TASK:
Among the entries, which lines carry the string "handle"? Copy each of them.

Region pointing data
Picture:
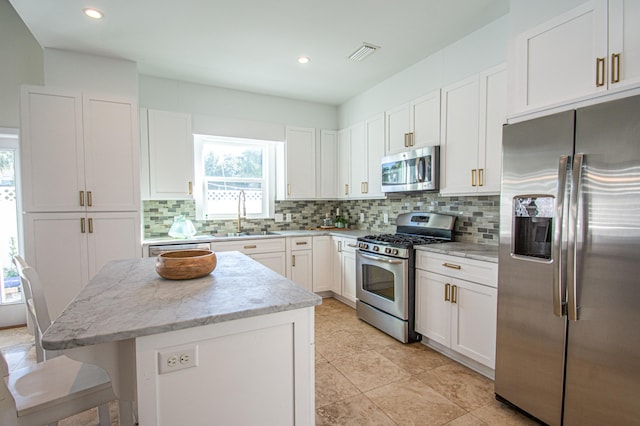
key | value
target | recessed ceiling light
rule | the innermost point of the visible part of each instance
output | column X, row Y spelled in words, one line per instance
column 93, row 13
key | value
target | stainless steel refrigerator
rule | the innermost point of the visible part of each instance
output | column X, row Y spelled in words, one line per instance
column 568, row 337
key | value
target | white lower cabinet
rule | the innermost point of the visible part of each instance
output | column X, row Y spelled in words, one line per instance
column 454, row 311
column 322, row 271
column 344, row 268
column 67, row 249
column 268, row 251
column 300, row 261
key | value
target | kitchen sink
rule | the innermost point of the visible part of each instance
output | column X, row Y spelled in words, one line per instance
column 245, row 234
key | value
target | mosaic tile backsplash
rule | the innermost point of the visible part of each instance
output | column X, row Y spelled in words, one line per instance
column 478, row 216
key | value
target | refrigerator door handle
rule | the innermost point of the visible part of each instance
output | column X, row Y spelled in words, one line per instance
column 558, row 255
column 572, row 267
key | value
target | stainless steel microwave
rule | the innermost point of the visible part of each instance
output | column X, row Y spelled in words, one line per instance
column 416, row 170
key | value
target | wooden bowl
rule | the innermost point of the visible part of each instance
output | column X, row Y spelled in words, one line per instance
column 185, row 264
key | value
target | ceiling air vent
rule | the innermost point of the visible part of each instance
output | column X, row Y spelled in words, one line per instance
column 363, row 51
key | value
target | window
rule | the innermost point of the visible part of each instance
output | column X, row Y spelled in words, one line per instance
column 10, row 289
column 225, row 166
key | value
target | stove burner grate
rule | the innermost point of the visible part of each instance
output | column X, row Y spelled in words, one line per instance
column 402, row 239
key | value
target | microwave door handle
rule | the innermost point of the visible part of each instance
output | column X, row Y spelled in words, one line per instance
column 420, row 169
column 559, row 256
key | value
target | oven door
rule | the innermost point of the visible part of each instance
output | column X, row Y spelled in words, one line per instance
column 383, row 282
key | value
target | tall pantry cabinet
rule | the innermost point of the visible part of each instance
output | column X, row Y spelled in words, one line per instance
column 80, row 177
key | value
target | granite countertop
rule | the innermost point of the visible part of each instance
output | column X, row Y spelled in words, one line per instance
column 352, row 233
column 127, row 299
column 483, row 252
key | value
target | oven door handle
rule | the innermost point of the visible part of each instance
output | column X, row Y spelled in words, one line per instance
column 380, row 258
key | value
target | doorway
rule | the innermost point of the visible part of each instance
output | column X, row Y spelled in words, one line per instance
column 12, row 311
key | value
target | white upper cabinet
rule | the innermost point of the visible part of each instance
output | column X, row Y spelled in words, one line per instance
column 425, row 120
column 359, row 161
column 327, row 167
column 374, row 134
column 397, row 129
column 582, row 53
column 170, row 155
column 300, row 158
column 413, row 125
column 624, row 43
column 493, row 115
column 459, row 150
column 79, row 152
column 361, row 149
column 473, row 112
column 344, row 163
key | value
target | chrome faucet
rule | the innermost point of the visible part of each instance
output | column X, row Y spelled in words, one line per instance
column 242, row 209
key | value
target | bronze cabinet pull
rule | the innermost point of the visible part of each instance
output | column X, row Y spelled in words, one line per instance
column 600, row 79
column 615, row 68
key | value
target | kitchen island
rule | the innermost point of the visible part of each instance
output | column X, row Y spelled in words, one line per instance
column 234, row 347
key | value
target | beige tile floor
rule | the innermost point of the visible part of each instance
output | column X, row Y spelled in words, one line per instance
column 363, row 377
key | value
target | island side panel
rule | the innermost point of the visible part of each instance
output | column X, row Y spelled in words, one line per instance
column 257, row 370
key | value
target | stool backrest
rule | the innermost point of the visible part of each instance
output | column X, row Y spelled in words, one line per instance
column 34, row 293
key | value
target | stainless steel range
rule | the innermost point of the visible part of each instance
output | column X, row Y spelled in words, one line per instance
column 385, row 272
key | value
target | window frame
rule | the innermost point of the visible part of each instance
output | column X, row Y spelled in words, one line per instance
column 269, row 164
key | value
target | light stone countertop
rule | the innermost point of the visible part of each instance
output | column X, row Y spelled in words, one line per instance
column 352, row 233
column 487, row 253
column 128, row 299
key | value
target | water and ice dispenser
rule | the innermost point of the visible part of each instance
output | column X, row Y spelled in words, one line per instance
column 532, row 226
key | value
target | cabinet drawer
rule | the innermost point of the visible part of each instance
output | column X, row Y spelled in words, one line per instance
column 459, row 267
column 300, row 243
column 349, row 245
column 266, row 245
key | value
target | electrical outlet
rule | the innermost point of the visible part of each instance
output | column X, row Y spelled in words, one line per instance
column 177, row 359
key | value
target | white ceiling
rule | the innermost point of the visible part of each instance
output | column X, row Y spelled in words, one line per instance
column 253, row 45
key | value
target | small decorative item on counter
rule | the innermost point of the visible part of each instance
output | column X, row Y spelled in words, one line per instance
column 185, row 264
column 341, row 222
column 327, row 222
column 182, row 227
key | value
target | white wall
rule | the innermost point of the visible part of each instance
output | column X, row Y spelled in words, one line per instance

REPLY:
target | refrigerator door handle
target | microwave door handle
target | oven door handle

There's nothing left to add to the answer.